⟨

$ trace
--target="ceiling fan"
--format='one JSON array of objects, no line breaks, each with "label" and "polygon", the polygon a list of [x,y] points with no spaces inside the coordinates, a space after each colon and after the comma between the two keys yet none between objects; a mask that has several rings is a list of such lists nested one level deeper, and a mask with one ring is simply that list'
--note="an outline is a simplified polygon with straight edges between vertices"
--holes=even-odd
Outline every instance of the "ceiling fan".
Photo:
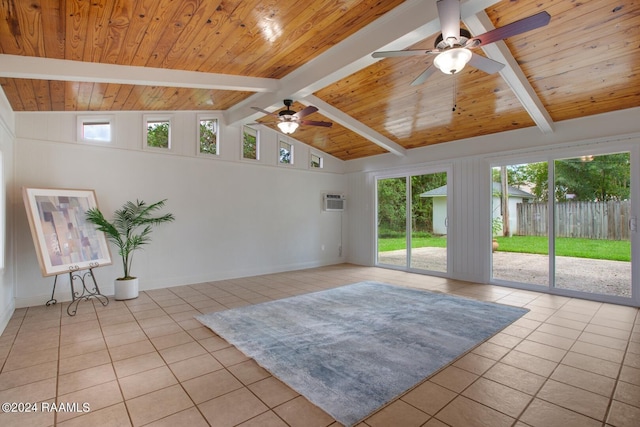
[{"label": "ceiling fan", "polygon": [[291,99],[285,99],[284,101],[285,110],[276,113],[270,113],[267,110],[263,110],[258,107],[251,107],[256,111],[260,111],[261,113],[268,114],[271,116],[276,116],[280,121],[278,122],[278,128],[283,133],[291,134],[293,133],[299,125],[311,125],[311,126],[324,126],[331,127],[333,123],[331,122],[317,122],[314,120],[302,120],[303,117],[308,116],[309,114],[315,113],[318,109],[312,105],[304,108],[297,113],[291,110],[291,105],[293,105],[293,101]]},{"label": "ceiling fan", "polygon": [[438,7],[442,34],[436,39],[434,49],[426,51],[424,49],[396,50],[374,52],[372,54],[374,58],[437,55],[433,60],[433,65],[429,66],[411,82],[412,86],[423,83],[436,72],[436,69],[445,74],[455,74],[460,72],[466,64],[470,64],[485,73],[497,73],[504,67],[504,64],[482,55],[477,55],[471,52],[470,49],[543,27],[551,19],[547,12],[539,12],[503,27],[487,31],[477,37],[471,37],[469,31],[460,28],[459,0],[437,0],[436,6]]}]

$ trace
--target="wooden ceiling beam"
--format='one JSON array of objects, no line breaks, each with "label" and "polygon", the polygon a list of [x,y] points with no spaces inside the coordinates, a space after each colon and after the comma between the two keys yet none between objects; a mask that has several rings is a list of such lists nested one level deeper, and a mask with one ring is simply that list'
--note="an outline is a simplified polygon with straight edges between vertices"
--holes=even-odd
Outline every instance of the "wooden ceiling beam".
[{"label": "wooden ceiling beam", "polygon": [[0,54],[0,77],[275,92],[277,79]]},{"label": "wooden ceiling beam", "polygon": [[[463,17],[473,15],[498,3],[498,1],[463,1],[460,13]],[[254,121],[262,114],[256,113],[251,109],[252,106],[275,111],[282,106],[282,100],[285,98],[304,99],[312,93],[380,61],[380,59],[371,57],[371,53],[374,51],[405,49],[439,31],[440,21],[435,1],[406,1],[282,78],[280,80],[281,88],[278,92],[255,94],[230,108],[225,112],[225,121],[229,124]],[[314,99],[320,101],[317,97]],[[329,104],[324,102],[323,104],[330,107]],[[326,108],[320,108],[320,110],[322,114],[326,113]],[[406,155],[406,150],[399,144],[333,107],[332,120],[396,155]]]},{"label": "wooden ceiling beam", "polygon": [[333,120],[346,127],[347,129],[357,133],[358,135],[368,139],[379,147],[384,148],[390,153],[395,154],[396,156],[406,156],[407,150],[402,147],[400,144],[397,144],[382,135],[379,132],[371,129],[370,127],[364,125],[362,122],[354,119],[353,117],[345,114],[341,110],[333,107],[331,104],[324,102],[320,98],[314,95],[308,95],[305,98],[299,100],[300,103],[304,105],[313,105],[314,107],[318,107],[323,116]]},{"label": "wooden ceiling beam", "polygon": [[[473,35],[484,34],[495,28],[484,11],[468,16],[463,21]],[[552,133],[553,119],[551,115],[544,107],[507,45],[503,41],[498,41],[482,46],[482,50],[489,58],[505,64],[505,67],[500,71],[502,78],[509,85],[540,131],[545,134]]]}]

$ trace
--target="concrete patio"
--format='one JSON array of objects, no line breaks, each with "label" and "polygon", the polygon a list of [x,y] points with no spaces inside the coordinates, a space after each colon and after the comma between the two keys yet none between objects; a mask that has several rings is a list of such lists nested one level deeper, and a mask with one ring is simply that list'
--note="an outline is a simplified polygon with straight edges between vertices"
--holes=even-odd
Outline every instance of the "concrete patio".
[{"label": "concrete patio", "polygon": [[[415,248],[411,267],[446,271],[445,248]],[[381,252],[380,264],[405,265],[404,250]],[[493,253],[493,277],[510,282],[549,285],[547,255]],[[631,263],[588,258],[556,257],[556,287],[603,295],[631,296]]]}]

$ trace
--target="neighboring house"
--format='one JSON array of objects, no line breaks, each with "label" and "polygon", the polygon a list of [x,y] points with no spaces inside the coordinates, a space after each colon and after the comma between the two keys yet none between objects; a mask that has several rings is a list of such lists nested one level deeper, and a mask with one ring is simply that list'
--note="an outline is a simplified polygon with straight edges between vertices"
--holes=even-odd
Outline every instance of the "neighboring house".
[{"label": "neighboring house", "polygon": [[[492,218],[499,218],[500,193],[502,189],[499,182],[493,183],[493,201],[491,203]],[[420,197],[433,199],[433,232],[435,234],[447,234],[447,186],[434,188],[420,194]],[[518,203],[528,203],[535,196],[515,187],[509,187],[509,230],[511,234],[518,234]]]}]

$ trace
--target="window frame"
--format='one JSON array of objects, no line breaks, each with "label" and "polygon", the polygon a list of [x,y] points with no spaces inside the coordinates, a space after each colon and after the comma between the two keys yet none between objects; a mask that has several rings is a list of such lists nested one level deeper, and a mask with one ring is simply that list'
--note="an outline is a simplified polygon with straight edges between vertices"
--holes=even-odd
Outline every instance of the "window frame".
[{"label": "window frame", "polygon": [[[166,148],[164,147],[151,147],[149,146],[149,141],[147,140],[148,137],[148,132],[149,132],[149,123],[163,123],[163,122],[168,122],[169,123],[169,131],[168,131],[168,135],[167,135],[167,144],[168,146]],[[167,115],[167,114],[145,114],[143,116],[143,121],[142,121],[142,148],[144,150],[149,150],[149,151],[157,151],[157,152],[161,152],[161,153],[166,153],[166,152],[170,152],[172,151],[172,141],[171,141],[171,128],[173,127],[173,116],[172,115]]]},{"label": "window frame", "polygon": [[[289,161],[283,162],[282,156],[280,154],[280,150],[282,149],[282,144],[287,144],[289,146]],[[282,135],[278,136],[278,147],[277,147],[277,156],[278,156],[278,164],[281,166],[293,166],[295,164],[295,149],[293,142],[291,142],[288,138],[283,137]]]},{"label": "window frame", "polygon": [[[207,153],[207,152],[203,152],[201,151],[201,134],[200,134],[200,126],[201,126],[201,122],[206,121],[206,120],[215,120],[216,121],[216,130],[215,130],[215,135],[216,135],[216,152],[215,154],[213,153]],[[198,157],[204,157],[204,158],[208,158],[208,159],[218,159],[220,158],[220,123],[222,122],[222,120],[220,119],[220,117],[218,115],[215,114],[198,114],[196,117],[196,155]]]},{"label": "window frame", "polygon": [[[318,166],[314,166],[314,157],[318,158]],[[324,169],[324,158],[320,154],[309,153],[309,169]]]},{"label": "window frame", "polygon": [[[255,158],[245,157],[245,155],[244,155],[245,129],[251,129],[252,131],[255,132],[255,138],[256,138],[256,157]],[[242,125],[242,129],[240,130],[240,132],[241,132],[241,134],[240,134],[240,159],[243,160],[243,161],[248,161],[248,162],[260,161],[260,129],[251,127],[249,125]]]},{"label": "window frame", "polygon": [[[88,144],[113,144],[115,142],[115,116],[113,115],[90,115],[90,116],[78,116],[77,120],[77,140],[78,142]],[[108,124],[109,125],[109,139],[91,139],[85,138],[85,125],[87,124]]]}]

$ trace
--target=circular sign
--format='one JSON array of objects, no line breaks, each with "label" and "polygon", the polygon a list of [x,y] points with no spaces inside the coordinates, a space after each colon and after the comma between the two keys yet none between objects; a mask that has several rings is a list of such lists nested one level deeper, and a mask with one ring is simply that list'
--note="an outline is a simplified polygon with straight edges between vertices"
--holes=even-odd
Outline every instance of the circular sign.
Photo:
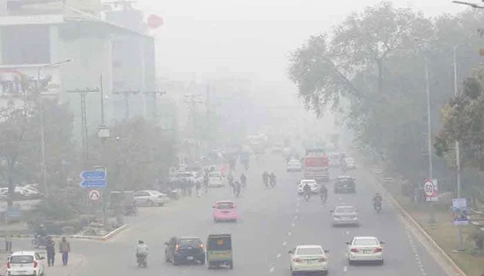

⟩

SHORT EXERCISE:
List every line of the data above that contains the word "concrete", matching case exactly.

TASK SOLUTION:
--target="concrete patio"
Outline every instance of the "concrete patio".
[{"label": "concrete patio", "polygon": [[[415,248],[411,267],[446,271],[445,248]],[[381,252],[380,264],[405,265],[404,250]],[[493,253],[493,277],[510,282],[549,285],[547,255]],[[631,263],[588,258],[556,257],[556,287],[603,295],[631,296]]]}]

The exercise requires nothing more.